## What you need to do
Replace "green tree" with "leafy tree" in the records, starting at the line that contains "green tree by giving me its bounding box?" and ending at the line that contains "[596,5,640,186]". Return only those lines, with everything else left as it is.

## Data for processing
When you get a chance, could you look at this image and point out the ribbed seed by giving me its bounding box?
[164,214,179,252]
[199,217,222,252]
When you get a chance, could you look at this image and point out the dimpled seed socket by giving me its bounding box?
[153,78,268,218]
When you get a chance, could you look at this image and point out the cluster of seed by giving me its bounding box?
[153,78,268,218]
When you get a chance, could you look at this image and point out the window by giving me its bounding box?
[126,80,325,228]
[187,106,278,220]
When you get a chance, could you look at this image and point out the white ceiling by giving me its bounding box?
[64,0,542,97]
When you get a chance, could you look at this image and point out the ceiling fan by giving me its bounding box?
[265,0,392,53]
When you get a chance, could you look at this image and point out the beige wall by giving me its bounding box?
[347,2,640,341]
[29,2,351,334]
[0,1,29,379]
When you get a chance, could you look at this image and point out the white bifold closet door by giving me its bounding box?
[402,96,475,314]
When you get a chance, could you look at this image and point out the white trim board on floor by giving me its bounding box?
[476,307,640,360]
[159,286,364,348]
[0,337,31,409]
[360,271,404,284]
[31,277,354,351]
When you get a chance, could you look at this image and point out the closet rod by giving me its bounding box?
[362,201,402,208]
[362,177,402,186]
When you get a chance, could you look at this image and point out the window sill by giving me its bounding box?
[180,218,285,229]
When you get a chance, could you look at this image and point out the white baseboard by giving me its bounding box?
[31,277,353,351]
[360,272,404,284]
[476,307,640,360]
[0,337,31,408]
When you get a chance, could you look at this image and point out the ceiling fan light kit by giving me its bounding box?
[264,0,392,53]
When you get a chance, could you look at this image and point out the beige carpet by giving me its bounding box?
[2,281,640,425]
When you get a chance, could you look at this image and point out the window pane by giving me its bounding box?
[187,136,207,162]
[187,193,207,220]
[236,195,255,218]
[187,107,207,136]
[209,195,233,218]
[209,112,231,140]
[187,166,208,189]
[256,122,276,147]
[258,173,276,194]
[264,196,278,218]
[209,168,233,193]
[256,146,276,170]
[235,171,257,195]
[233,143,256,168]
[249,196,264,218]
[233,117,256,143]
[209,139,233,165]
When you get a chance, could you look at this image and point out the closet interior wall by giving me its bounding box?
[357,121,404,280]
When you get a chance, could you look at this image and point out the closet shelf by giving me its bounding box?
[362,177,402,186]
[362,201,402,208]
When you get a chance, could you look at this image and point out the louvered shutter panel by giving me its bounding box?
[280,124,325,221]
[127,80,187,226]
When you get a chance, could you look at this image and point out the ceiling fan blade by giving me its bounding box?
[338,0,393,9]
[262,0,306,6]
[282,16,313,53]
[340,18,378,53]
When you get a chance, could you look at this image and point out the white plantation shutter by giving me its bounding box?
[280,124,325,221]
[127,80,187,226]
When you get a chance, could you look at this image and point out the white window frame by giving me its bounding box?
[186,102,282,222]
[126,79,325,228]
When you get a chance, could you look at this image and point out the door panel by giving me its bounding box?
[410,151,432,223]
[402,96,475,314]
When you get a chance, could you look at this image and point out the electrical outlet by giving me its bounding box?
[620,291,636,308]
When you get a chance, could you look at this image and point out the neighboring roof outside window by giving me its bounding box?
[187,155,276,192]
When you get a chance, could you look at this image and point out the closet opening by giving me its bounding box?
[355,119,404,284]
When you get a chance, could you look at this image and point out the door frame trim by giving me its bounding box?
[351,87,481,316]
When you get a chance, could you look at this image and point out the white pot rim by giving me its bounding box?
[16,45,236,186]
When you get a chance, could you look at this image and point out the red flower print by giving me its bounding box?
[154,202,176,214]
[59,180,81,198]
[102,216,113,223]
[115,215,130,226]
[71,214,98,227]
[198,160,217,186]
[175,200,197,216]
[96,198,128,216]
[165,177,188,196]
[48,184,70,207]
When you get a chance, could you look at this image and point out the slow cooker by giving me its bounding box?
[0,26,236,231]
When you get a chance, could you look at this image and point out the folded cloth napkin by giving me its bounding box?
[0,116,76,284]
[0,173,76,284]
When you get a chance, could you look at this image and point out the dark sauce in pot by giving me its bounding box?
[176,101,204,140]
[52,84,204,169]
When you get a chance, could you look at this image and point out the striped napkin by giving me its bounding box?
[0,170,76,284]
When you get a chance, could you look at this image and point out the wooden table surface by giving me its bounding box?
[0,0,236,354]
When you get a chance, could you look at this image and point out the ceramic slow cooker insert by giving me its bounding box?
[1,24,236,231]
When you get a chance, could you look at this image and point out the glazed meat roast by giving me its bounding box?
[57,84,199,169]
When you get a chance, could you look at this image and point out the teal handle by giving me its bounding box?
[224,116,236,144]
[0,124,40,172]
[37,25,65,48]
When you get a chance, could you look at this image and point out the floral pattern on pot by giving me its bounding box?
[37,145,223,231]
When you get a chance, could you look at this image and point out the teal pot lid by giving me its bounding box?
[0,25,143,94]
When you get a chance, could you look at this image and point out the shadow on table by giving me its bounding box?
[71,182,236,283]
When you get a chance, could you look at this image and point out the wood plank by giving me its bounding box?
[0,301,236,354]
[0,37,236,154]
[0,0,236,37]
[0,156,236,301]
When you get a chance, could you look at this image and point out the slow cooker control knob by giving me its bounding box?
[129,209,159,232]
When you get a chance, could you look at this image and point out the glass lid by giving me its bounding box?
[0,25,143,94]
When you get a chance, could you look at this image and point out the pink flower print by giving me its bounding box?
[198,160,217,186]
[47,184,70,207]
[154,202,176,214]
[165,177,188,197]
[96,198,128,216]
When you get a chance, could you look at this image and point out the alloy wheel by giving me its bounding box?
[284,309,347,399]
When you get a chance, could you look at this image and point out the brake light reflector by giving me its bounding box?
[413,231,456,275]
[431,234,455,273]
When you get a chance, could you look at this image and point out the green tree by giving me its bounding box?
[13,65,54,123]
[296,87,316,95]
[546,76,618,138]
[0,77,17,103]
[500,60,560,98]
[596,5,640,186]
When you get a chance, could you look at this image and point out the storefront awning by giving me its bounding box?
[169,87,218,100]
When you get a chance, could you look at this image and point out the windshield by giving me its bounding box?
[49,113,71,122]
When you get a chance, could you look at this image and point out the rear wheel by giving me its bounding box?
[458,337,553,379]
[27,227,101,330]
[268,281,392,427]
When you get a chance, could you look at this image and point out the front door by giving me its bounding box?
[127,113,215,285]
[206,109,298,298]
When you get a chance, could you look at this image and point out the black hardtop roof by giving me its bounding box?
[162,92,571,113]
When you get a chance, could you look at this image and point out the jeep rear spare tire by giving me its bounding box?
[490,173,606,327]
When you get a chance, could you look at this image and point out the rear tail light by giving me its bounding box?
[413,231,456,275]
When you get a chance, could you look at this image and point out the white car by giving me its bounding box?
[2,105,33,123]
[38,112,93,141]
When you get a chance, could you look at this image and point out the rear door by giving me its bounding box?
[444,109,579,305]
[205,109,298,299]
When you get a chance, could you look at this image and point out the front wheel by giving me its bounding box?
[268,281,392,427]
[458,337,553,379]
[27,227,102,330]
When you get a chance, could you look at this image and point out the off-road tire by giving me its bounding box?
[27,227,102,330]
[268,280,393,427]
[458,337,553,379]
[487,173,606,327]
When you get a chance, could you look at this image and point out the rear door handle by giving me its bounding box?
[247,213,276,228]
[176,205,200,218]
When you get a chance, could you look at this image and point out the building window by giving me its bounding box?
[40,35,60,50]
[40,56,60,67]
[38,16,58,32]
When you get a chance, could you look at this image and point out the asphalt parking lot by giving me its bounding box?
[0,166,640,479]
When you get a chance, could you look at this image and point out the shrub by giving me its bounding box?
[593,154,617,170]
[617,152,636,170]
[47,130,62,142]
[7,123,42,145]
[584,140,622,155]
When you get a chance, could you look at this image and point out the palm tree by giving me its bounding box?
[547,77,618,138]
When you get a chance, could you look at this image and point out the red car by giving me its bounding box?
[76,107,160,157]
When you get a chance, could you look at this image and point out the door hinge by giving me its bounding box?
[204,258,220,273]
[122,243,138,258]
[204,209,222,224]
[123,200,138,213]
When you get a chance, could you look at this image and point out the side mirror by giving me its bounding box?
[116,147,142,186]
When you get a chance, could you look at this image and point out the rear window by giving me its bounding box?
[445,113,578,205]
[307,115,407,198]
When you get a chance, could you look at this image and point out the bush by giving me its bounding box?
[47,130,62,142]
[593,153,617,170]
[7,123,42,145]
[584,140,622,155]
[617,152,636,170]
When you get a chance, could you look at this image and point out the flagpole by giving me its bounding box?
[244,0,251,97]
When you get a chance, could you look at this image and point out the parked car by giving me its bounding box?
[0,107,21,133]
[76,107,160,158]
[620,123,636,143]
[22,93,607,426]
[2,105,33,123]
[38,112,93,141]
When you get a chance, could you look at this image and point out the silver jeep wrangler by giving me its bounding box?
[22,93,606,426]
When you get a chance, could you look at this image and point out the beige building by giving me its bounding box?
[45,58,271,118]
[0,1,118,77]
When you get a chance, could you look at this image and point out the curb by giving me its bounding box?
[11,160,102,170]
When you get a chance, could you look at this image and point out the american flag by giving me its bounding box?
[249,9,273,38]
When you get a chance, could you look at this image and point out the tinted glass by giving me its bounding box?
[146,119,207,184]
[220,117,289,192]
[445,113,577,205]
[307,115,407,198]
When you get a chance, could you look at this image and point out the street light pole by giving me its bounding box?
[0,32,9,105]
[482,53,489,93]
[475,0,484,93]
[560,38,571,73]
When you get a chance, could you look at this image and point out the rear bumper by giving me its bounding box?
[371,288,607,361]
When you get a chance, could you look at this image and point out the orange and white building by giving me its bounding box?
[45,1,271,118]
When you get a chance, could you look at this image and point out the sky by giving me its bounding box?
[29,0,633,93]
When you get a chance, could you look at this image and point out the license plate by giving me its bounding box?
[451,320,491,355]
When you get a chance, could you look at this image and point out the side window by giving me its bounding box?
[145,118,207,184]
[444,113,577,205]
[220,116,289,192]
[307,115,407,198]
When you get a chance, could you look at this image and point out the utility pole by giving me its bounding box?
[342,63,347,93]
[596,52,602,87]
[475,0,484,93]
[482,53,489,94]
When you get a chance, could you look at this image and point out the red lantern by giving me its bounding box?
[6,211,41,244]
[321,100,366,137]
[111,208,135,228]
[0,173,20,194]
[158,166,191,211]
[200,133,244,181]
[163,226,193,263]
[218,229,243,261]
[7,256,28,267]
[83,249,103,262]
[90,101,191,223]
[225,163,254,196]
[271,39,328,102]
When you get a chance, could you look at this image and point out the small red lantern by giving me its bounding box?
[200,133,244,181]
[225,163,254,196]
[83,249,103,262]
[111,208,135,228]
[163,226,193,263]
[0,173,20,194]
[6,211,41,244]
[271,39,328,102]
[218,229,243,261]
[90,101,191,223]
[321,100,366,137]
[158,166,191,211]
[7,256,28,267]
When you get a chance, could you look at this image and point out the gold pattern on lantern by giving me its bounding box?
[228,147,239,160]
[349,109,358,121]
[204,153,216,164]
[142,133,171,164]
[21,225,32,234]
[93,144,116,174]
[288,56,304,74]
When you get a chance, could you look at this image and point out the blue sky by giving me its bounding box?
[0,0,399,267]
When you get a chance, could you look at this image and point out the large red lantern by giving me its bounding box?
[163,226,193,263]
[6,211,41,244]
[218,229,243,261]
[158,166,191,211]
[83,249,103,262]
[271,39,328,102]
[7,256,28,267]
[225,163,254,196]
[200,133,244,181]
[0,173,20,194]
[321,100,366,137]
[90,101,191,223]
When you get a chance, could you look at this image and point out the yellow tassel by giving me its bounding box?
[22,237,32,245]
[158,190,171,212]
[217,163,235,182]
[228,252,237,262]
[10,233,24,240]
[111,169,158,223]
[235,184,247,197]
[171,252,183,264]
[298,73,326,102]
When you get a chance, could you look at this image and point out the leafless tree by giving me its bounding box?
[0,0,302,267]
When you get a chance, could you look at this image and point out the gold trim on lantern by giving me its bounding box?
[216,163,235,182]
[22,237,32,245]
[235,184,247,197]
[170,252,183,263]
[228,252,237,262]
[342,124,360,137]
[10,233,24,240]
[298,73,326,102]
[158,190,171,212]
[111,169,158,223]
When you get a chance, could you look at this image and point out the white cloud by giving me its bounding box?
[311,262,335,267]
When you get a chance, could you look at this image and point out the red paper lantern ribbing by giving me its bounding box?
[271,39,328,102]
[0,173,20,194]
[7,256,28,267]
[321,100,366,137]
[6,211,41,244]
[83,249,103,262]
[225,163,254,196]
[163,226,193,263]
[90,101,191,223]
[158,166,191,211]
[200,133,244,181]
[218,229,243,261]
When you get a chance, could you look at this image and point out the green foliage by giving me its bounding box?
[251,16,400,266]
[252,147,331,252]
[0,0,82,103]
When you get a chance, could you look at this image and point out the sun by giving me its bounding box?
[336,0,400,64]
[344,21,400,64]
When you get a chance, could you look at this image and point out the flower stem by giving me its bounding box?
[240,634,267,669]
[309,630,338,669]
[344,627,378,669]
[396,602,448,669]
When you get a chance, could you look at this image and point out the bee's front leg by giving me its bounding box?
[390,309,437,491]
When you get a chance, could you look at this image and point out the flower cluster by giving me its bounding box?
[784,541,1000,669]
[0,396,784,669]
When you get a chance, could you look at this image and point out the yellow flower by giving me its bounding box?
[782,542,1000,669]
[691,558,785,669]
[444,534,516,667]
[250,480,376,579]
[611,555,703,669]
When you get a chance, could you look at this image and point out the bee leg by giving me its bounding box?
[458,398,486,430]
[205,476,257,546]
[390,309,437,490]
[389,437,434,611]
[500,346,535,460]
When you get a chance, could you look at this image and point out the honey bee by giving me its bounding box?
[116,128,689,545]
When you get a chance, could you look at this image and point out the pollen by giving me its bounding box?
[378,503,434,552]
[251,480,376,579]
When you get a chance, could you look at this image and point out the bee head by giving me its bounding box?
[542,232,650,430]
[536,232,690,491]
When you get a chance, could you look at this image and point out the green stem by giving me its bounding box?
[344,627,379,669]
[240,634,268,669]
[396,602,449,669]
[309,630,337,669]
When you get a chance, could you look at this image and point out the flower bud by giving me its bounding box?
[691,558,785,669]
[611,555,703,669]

## Answer to the exercise
When you get a chance, could you look at this image and point out the leafy tree by giving me its bounding box?
[13,65,54,123]
[296,87,316,95]
[546,76,618,138]
[0,77,17,103]
[500,60,560,98]
[596,5,640,186]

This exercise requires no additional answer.